Data extracted from a collection:
##############################
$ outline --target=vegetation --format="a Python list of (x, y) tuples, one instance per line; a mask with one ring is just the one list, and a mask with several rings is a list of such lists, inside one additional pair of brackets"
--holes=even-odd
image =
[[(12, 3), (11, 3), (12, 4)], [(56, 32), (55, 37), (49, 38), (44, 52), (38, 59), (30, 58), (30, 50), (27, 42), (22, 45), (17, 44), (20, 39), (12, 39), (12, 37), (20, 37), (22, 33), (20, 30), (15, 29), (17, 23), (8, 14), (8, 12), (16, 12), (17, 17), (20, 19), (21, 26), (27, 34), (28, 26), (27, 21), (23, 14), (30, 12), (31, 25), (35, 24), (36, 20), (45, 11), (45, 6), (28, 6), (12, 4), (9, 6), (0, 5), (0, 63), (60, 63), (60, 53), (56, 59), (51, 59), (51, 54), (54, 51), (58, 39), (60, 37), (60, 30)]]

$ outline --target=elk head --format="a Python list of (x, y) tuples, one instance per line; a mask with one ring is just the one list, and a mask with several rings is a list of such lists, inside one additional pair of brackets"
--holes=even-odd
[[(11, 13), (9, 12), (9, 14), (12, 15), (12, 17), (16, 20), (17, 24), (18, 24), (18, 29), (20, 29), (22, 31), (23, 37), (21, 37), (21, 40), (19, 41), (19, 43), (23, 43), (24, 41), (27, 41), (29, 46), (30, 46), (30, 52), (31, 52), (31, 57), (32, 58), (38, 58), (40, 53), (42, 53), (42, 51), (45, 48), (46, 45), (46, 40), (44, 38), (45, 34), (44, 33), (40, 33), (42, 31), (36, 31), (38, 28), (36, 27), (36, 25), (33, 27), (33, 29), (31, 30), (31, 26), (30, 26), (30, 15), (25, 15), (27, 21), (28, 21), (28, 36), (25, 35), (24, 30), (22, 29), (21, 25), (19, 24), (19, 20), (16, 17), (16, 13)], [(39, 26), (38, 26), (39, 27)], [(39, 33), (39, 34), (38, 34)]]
##############################
Please reproduce each line above exactly as written.

$ outline --target=vegetation --format="a Python list of (x, y) tuples, one instance per line; a mask with one ring is just the one list, and a mask with several rings is a list of such lists, inside one additional pair of brackets"
--holes=even-odd
image =
[[(12, 3), (11, 3), (12, 4)], [(56, 32), (55, 37), (49, 38), (44, 52), (38, 59), (30, 58), (30, 50), (27, 42), (22, 45), (17, 44), (20, 39), (12, 39), (12, 37), (20, 37), (22, 33), (20, 30), (15, 29), (17, 23), (8, 14), (8, 12), (16, 12), (17, 17), (20, 19), (21, 26), (27, 34), (28, 26), (27, 21), (23, 14), (30, 12), (31, 25), (35, 24), (36, 20), (45, 11), (45, 6), (28, 6), (12, 4), (9, 6), (0, 5), (0, 63), (60, 63), (60, 53), (56, 59), (51, 59), (51, 54), (54, 51), (58, 39), (60, 37), (60, 30)]]

$ outline --target=elk head --format="a Python list of (x, y) tuples, one instance per line; a mask with one ring is just the one list, and a mask with several rings is a list of such lists, inside one additional pair of brackets"
--holes=even-odd
[[(11, 13), (9, 12), (9, 14), (12, 15), (12, 17), (16, 20), (17, 24), (18, 24), (18, 29), (20, 29), (22, 31), (23, 37), (21, 37), (21, 40), (19, 41), (19, 43), (23, 43), (24, 41), (27, 41), (29, 46), (30, 46), (30, 52), (31, 52), (31, 57), (32, 58), (38, 58), (40, 53), (42, 53), (42, 51), (45, 48), (46, 45), (46, 40), (44, 38), (45, 34), (44, 33), (40, 33), (42, 31), (36, 31), (38, 28), (36, 27), (36, 25), (33, 27), (33, 29), (31, 30), (31, 26), (30, 26), (30, 15), (25, 15), (27, 21), (28, 21), (28, 36), (25, 35), (24, 30), (22, 29), (21, 25), (19, 24), (19, 20), (16, 17), (16, 13)], [(39, 26), (38, 26), (39, 27)], [(39, 33), (39, 34), (38, 34)]]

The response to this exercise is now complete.